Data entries

------

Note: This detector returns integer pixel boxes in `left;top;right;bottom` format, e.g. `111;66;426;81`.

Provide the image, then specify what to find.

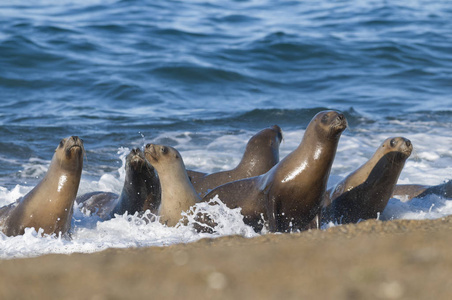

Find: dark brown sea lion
0;136;85;236
392;180;452;201
76;148;160;220
144;144;201;226
203;111;347;232
187;125;282;197
322;137;413;224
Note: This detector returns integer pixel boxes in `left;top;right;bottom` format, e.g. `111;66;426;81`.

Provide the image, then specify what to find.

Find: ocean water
0;0;452;258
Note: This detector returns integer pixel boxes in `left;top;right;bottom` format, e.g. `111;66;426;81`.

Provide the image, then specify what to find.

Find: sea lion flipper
265;193;277;232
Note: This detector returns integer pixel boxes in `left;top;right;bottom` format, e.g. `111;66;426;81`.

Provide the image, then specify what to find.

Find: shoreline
0;216;452;299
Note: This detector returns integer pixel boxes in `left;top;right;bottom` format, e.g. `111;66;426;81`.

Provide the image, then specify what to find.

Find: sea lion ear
55;139;66;151
389;139;397;148
161;146;168;154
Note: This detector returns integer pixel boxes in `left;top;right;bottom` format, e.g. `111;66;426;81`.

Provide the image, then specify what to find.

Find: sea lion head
126;148;151;172
144;144;185;170
308;110;348;139
378;137;413;162
54;136;85;170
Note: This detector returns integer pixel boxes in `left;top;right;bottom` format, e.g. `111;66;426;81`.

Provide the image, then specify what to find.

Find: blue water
0;0;452;258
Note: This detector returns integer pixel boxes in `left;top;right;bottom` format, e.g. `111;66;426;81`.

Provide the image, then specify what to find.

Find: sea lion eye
389;139;397;147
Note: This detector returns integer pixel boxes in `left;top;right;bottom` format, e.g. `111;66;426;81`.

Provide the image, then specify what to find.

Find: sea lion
0;136;85;236
392;180;452;201
322;137;413;224
203;111;347;232
144;144;201;226
76;148;160;220
187;125;282;197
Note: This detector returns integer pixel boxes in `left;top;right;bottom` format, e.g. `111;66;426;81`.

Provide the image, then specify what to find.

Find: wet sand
0;217;452;300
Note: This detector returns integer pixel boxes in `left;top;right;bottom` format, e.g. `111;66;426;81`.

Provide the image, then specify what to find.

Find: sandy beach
0;217;452;299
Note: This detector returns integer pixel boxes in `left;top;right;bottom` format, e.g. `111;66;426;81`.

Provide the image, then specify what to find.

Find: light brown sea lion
187;125;282;197
322;137;413;224
76;148;160;220
0;136;85;236
203;111;347;232
144;144;201;226
392;180;452;201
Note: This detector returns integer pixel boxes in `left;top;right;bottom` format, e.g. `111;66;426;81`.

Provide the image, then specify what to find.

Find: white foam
0;129;452;259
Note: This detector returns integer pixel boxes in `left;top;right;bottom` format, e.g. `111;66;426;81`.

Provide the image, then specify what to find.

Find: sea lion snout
127;148;144;168
271;124;283;143
63;135;85;158
334;112;348;131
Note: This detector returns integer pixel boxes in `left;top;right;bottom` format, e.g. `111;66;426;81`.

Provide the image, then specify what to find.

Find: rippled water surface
0;0;452;257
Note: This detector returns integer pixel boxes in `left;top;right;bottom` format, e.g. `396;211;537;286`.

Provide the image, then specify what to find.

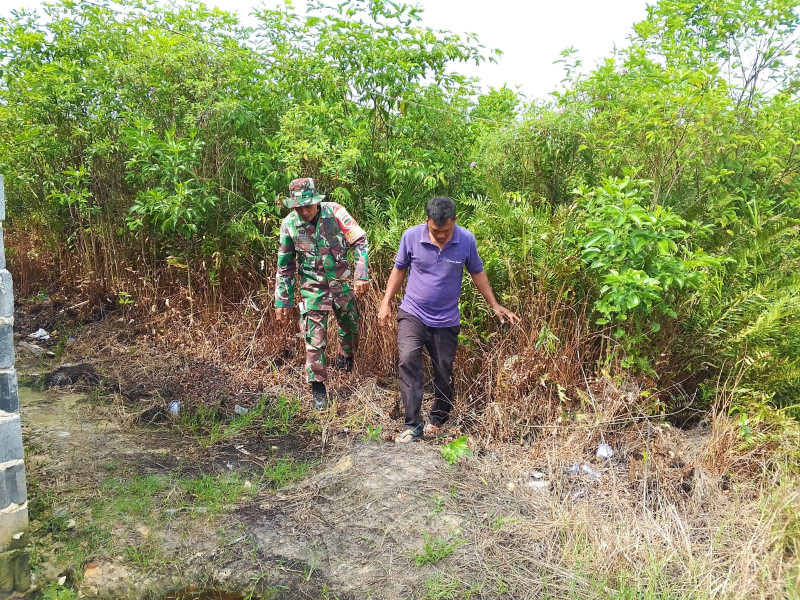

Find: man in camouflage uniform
275;177;369;410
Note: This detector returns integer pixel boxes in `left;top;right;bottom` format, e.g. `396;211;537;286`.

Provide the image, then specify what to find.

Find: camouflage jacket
275;202;369;310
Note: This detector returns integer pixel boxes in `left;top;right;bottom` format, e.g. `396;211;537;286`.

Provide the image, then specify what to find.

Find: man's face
427;219;456;246
295;204;319;222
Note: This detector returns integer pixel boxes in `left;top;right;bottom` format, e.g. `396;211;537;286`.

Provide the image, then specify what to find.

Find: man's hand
492;304;519;325
378;302;392;327
356;279;369;298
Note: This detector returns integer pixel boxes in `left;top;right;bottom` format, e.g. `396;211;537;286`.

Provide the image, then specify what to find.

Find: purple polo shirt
394;223;483;327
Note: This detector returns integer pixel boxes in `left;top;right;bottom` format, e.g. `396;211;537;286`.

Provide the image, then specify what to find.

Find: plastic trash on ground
597;444;614;458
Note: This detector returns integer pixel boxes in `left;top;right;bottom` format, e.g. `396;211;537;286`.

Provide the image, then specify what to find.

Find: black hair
425;196;456;227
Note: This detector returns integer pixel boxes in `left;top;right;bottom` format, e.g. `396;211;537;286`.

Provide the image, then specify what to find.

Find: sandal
424;421;446;437
394;429;422;444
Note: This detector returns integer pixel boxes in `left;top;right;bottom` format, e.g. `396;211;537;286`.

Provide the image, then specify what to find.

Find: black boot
333;354;353;373
311;381;328;410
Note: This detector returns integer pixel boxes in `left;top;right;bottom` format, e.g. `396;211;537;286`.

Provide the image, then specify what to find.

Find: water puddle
162;587;259;600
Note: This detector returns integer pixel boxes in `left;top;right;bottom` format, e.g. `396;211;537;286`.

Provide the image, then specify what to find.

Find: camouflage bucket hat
283;177;325;208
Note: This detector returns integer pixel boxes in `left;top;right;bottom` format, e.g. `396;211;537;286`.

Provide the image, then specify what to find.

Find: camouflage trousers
300;299;358;383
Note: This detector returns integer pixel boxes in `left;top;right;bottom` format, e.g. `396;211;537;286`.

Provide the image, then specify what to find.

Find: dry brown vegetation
10;264;800;598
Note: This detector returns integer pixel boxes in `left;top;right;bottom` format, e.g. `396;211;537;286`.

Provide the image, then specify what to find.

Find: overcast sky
0;0;654;99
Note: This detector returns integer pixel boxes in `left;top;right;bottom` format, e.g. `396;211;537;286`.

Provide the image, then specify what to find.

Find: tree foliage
0;0;800;410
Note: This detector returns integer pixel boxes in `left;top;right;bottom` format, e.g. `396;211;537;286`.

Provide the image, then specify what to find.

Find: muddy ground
12;300;784;600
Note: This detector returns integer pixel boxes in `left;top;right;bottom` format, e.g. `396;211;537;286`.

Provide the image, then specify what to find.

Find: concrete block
0;463;27;509
0;413;23;468
0;269;14;317
0;317;14;369
0;369;19;412
0;504;28;550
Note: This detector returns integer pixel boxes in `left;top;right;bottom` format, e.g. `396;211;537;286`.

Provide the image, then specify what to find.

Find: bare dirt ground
12;298;797;600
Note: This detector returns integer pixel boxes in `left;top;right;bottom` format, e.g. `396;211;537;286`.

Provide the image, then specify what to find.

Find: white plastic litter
597;444;614;458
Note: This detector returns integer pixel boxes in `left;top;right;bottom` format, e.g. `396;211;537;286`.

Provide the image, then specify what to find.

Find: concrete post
0;175;31;597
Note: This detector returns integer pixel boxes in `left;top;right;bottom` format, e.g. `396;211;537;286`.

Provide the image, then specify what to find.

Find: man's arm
378;267;408;327
471;271;519;324
333;204;369;298
275;223;297;321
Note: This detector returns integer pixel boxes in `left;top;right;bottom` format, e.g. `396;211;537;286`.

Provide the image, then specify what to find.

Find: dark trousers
397;310;461;433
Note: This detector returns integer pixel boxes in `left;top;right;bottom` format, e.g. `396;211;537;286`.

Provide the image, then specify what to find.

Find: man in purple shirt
378;196;519;444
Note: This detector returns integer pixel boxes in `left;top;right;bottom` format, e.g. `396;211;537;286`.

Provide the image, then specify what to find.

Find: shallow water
162;587;259;600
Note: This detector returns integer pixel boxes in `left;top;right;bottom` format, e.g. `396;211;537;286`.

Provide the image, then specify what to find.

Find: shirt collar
419;222;461;250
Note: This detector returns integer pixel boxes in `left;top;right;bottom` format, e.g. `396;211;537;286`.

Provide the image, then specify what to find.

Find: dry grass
12;251;800;598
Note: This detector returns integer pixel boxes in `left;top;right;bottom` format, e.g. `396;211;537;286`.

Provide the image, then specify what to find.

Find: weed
263;457;316;488
361;425;383;442
124;539;164;572
422;573;483;600
489;516;519;531
414;533;467;567
180;473;254;514
442;435;472;465
101;475;169;517
39;582;78;600
261;396;300;433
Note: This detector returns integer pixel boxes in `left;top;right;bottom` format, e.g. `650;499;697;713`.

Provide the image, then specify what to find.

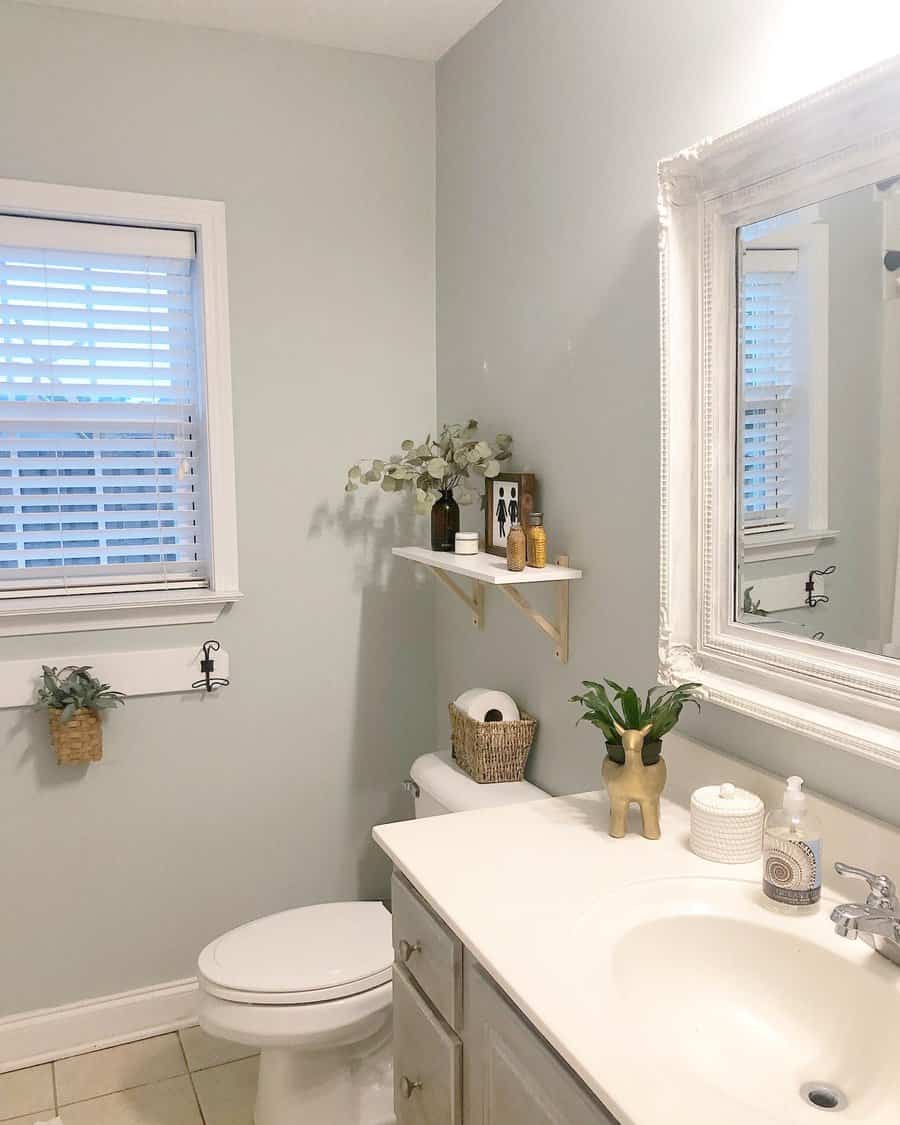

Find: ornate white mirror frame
659;59;900;768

------

### Given request
Please reproduce the lines above word for word, from the first one up to and including the line with "0;217;452;300". Leave the pictures out.

### Response to this task
Note: This detector returns integer pixel boxes in `left;top;right;bottom` format, e.g. `111;66;426;81`.

Provide the image, then specify what to find.


Find: dark brown sea lion
0;136;85;236
392;180;452;201
76;148;160;220
144;144;201;226
203;111;347;232
187;125;282;197
322;137;413;224
Note: This detector returns integer pixel boxes in `left;top;right;bottom` format, e.g. `111;66;426;81`.

Provide the image, then specify what to find.

Find: ocean water
0;0;452;258
Note: This detector returns integer pixel boxes in `left;top;right;bottom` format, e.g. `111;66;426;81`.

Provide the image, then specify what to find.

Find: sea lion flipper
265;193;277;232
Note: This detector returns integer pixel boxes in `left;top;right;bottom` format, e.g. `111;66;426;81`.

Provide the image, then specify what to find.

Find: shoreline
0;216;452;299
Note: This detector returns integer pixel boxes in `left;top;right;bottom` format, e.g. `111;66;426;81`.

Provide the image, then specify what to find.

Find: sea lion ear
55;139;66;151
389;139;397;148
161;146;168;154
Note: This detector returns integer pixel boxes in `left;top;right;bottom` format, e.g. `111;66;426;81`.

Provide the image, then specify what to find.

Find: sea lion head
126;148;151;172
144;144;185;170
308;110;348;139
378;137;413;162
54;136;85;170
Note: This detector returns integer pixel boxes in `left;top;right;bottom` format, e.g. `111;66;426;81`.

Provide the image, then specify what to find.

Find: blue water
0;0;452;258
Note: This detector returns integer pixel boxes in `left;top;right;bottom` format, e.g. `111;66;426;81`.

Provide the image, then specify what to find.

Find: sea lion eye
389;139;397;147
Note: This detector returns integer pixel boxes in `left;top;right;bottom` format, e.g. `111;66;426;81`.

Provide the image, then specify what to find.

Find: sea lion
0;136;85;236
392;180;452;201
322;137;413;224
203;111;347;232
144;144;201;226
76;148;160;220
187;125;282;197
Note: This detector returns integer pixel boxes in `left;top;right;bottom` format, e.g. `111;66;426;81`.

Provide the image, then specify what to find.

Find: wet sand
0;217;452;300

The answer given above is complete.